* **Work to be completed**:
From the threat modeling passage below, return verbatim the span starting at "Rational Application-Level Threat" and ending at "to architect for.".

Rational Application-Level Threat Modeling

Please make sure you check out the preceding posts in the series:

In order to secure our operations and the underlying systems, we’re moving away from perimeter protection, where the failure of one single control leads to exposure of the entire network, towards separating failure domains into zero trust networks. Failure domains are cohesive areas within an architecture which share a common threat profile, i.e. risks and challenges to architect for.

In order to speak rationally about risks, we’re trying to get to a point where we can complete the following template:

As an ACTOR

I want to OUTCOME

By EXPLOIT

To ASSET

Because MOTIVATION

We’ve established what assets, actors, and disaster scenarios are. In the following paragraphs, we’ll investigate how to map the architecture of a system and use that onformation to discover attacks and develop mitigation strategies.

Privilege & Trust Boundaries

A tool to help structure the defenses of a system is called data flow diagrams, which visualizes the flow of data throughout your system, thereby mapping your architecture in the process. When applying them in a microservices environment, we’ll typically see that our services come together in highly cohesive clusters that are loosely coupled to the outside and share common traits like trust and privilege.

Need to know is about what information a process needs to have access to in order to do its job, i.e. a minimum set of permissions needed to complete a task. This is being done to limit the access to what data is exposed. For example: In an organization not everybody has access to contracts or financial information. As such, a permission is a property of an object, as in a file or a table in a database. It says which classes of agents are permitted to see the object, thus assuming that the user knows what to responsibly do with the data exposed to them, which leads to trust you put into data upon which your system reacts. The presence – or the lack of – this kind of trust is called a trust boundary. When data crosses over a trust boundary, you would put validations and sanity checks in place in order to make sure that what the user does actually makes sense. Instead of littering these kinds of sanity check all over your code, at any later point, you might choose to go garbage-in/garbage-out, since the requests have already been sanity checked at the point of ingress.

Least Privilege on the other hand is about limiting the actions that can be performed with the information discoverable by a process, i.e. having a minimum set of privileges to complete a task. A privilege is a property of an agent, as in allowing an agent do things that are not ordinarily allowed to agents with lower privilege levels. For example, there are privileges which allow a superuser to write to an object or file that a regular user can only read, and privileges which allow a superuser to perform maintenance functions such as restart the computer, which are obviously off limits to others. Think of a system that is connected to the internet: While you would have no problem exposing port 80 (http) and 443 (https) of an application server to the internet, you would not expose any other ports. Additionally, you’d certainly not expose the database, which is accessed by the application server, to the internet. On the contrary, you’d create separate credentials for the application server to read, and to read/write to the database, which the server would choose from, depending on which HTTP endpoint is being invoked. This is called a privilege boundary.

In reality, those two concepts may or may not be clearly distinguishable, which does not make thinking about them any less valuable. In your considerations, you should include processes, data stores, data flows, network layout. In many cases, when you attack one machine, you often see the whole network unfold in front of you. For example, you have a internet-exposed server which connects to a database. Then it makes sense to assume that the server can and will be attacked. Hence the database might get compromised. So the protective measures you put in place should block the database from ever establishing an outbound connection, as there is no good reason for this to happen. In this example we see that these boundaries work both ways. Typical things you do on privilege/trust boundaries is monitoring, logging, load balancing, network segregation, firewalls, sanitization, intrusion detection, rate limiting, using dedicated computing or networking infrastructure, etc.

* **Dataset rows**:

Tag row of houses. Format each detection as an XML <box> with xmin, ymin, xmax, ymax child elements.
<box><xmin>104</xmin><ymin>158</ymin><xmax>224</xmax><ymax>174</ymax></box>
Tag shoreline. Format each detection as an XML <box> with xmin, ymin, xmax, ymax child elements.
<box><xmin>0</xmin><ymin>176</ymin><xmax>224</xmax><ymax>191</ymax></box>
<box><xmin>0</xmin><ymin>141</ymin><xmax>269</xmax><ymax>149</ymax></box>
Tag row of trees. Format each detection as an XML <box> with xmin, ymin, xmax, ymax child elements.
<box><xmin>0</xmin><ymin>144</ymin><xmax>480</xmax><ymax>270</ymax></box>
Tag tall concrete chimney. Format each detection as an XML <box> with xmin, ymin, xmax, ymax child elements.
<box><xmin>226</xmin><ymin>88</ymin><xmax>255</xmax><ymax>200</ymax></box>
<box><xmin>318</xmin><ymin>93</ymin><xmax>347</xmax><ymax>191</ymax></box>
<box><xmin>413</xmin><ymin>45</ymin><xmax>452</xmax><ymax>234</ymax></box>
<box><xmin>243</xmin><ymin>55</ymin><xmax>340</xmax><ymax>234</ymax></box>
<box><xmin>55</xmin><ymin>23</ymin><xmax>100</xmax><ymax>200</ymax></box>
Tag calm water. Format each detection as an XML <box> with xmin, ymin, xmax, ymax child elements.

* **Correct output**:
Rational Application-Level Threat Modeling

Please make sure you check out the preceding posts in the series:

In order to secure our operations and the underlying systems, we’re moving away from perimeter protection, where the failure of one single control leads to exposure of the entire network, towards separating failure domains into zero trust networks. Failure domains are cohesive areas within an architecture which share a common threat profile, i.e. risks and challenges to architect for.